— start —

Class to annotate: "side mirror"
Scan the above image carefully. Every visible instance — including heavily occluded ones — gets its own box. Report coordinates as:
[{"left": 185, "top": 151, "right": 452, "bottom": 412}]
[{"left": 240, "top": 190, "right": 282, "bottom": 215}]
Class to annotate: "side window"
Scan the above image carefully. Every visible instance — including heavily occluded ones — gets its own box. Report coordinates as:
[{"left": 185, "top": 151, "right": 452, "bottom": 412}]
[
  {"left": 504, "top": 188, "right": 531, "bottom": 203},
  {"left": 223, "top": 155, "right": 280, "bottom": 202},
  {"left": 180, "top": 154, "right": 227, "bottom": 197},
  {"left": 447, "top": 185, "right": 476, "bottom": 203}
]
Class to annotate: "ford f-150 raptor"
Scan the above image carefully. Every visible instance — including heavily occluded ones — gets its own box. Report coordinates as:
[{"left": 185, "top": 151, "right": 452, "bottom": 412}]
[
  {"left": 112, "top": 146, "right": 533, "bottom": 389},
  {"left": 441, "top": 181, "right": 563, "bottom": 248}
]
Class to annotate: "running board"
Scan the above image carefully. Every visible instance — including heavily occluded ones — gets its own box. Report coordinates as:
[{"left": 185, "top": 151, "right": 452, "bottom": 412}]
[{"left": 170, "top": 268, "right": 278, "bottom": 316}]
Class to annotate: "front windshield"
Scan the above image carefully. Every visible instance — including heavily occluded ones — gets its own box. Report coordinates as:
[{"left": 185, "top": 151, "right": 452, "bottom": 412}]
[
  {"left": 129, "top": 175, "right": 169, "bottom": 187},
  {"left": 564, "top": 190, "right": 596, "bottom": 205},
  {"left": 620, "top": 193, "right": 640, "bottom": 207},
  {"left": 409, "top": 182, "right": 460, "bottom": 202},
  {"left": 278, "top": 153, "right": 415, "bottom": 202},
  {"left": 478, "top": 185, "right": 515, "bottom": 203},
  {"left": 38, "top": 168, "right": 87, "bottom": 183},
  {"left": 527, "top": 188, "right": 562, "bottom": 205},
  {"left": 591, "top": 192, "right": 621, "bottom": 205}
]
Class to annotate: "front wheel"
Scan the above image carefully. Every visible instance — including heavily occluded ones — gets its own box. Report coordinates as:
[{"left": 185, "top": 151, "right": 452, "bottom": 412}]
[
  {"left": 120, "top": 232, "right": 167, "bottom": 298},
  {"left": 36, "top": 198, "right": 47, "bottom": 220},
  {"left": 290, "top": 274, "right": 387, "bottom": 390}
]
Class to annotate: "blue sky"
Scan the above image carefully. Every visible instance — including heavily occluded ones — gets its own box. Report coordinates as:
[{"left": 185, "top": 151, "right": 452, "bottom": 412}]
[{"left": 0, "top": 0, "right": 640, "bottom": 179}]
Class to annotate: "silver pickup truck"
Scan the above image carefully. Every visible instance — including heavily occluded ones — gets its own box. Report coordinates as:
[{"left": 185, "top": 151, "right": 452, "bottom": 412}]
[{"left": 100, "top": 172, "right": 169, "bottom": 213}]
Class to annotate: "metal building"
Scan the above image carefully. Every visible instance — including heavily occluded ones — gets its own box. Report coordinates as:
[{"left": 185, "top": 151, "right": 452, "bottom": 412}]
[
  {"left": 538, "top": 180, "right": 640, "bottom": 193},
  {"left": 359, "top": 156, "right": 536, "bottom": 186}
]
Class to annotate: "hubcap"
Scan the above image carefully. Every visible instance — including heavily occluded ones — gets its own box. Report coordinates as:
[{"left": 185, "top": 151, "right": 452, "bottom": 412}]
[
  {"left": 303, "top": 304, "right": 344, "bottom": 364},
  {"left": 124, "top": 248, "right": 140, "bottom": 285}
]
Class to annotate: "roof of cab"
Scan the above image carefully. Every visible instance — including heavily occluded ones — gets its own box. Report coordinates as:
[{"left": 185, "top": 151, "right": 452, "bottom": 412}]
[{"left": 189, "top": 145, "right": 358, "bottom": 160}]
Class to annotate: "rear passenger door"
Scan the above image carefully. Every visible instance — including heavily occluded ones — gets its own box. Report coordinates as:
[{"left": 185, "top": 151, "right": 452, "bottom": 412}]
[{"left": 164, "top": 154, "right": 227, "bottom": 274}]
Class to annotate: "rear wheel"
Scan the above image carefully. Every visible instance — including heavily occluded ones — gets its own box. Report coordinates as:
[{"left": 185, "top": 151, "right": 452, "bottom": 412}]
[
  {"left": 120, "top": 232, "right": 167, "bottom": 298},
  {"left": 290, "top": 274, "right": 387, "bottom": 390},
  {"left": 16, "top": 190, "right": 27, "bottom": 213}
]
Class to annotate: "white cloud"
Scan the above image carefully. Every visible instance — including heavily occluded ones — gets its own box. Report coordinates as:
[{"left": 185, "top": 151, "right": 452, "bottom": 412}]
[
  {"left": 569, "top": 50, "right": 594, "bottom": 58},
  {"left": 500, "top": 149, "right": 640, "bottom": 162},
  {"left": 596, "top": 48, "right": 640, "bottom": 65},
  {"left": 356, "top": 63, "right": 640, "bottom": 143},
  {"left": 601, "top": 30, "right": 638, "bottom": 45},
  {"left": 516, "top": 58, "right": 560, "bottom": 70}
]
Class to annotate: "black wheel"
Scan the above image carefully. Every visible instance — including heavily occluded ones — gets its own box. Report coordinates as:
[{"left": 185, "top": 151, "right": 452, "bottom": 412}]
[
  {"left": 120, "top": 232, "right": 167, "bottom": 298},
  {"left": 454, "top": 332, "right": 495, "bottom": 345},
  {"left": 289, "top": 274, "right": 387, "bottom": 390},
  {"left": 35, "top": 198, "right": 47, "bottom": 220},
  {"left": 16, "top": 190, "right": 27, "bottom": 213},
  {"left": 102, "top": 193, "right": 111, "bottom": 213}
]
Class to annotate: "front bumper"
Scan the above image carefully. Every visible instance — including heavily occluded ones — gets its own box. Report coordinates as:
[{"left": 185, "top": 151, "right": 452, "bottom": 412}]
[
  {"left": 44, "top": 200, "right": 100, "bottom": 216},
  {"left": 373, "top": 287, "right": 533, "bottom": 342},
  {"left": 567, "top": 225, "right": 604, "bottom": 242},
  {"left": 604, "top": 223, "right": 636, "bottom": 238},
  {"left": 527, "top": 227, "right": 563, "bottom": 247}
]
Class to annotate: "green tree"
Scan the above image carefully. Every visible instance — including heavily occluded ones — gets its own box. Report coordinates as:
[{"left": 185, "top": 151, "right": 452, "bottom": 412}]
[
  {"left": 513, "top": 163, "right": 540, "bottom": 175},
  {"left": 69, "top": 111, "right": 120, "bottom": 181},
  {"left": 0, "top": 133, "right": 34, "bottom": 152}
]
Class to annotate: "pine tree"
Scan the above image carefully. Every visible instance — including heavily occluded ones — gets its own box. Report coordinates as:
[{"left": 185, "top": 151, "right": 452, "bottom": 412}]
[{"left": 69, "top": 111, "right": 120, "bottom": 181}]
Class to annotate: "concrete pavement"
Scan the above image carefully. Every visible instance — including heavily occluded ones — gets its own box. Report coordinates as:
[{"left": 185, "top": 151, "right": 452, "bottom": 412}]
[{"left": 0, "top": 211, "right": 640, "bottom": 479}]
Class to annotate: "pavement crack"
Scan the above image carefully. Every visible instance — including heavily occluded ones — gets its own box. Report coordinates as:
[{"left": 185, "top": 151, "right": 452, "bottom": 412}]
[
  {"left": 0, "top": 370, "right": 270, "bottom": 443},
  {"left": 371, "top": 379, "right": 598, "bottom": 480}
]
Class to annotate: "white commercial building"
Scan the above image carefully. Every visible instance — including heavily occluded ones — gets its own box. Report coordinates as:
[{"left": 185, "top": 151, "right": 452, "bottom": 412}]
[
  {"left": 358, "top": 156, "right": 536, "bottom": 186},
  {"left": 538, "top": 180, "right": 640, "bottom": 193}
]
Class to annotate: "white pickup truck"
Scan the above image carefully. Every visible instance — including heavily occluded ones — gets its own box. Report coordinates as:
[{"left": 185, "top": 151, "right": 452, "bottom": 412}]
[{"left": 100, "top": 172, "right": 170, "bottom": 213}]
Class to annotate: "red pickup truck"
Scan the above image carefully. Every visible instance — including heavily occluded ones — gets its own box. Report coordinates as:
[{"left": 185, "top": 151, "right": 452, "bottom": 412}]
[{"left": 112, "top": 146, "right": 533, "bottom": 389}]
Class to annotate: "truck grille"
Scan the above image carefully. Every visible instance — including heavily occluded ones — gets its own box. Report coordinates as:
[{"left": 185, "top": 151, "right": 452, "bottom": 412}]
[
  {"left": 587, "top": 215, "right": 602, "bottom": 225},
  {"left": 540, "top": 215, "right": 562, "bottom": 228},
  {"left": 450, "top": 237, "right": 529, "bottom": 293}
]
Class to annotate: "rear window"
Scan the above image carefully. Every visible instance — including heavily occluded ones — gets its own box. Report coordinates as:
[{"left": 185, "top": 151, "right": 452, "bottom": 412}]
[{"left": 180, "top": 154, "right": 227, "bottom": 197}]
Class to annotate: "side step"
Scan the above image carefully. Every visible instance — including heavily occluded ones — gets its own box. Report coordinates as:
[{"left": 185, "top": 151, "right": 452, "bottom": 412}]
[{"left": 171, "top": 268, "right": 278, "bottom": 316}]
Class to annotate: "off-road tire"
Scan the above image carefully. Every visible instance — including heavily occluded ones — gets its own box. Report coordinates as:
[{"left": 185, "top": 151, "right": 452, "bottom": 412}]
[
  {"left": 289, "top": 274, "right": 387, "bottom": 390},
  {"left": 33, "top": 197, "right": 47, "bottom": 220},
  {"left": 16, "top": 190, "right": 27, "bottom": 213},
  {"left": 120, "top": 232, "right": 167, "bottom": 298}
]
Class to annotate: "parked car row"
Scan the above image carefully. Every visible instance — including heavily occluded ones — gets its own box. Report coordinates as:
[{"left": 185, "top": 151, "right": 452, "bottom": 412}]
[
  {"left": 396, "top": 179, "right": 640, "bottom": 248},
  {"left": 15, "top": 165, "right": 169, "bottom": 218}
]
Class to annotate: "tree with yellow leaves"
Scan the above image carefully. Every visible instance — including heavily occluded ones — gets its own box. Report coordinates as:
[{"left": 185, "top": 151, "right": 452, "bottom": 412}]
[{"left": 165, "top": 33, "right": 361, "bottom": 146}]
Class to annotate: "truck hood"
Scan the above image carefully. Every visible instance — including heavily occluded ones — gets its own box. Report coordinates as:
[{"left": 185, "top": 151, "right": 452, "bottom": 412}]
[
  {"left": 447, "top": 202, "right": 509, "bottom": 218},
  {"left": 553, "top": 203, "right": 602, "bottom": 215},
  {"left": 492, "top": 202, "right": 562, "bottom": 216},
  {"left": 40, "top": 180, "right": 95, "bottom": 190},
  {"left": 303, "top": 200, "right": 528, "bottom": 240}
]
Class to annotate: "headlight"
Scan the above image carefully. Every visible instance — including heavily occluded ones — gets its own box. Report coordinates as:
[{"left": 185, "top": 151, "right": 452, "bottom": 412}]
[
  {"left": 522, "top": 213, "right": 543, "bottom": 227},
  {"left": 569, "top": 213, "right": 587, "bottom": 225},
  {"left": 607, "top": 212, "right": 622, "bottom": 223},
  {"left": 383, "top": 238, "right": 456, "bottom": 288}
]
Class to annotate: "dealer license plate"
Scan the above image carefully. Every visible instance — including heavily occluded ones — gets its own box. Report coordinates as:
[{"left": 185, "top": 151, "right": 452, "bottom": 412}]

— end —

## GOAL OF THE EXERCISE
List every line in the records that contains the word "rear", treating uppercase and lowercase as different.

## OUTPUT OF THE EXERCISE
Class to annotate: "rear passenger door"
Class to annotate: "rear wheel"
Class to annotate: "rear window"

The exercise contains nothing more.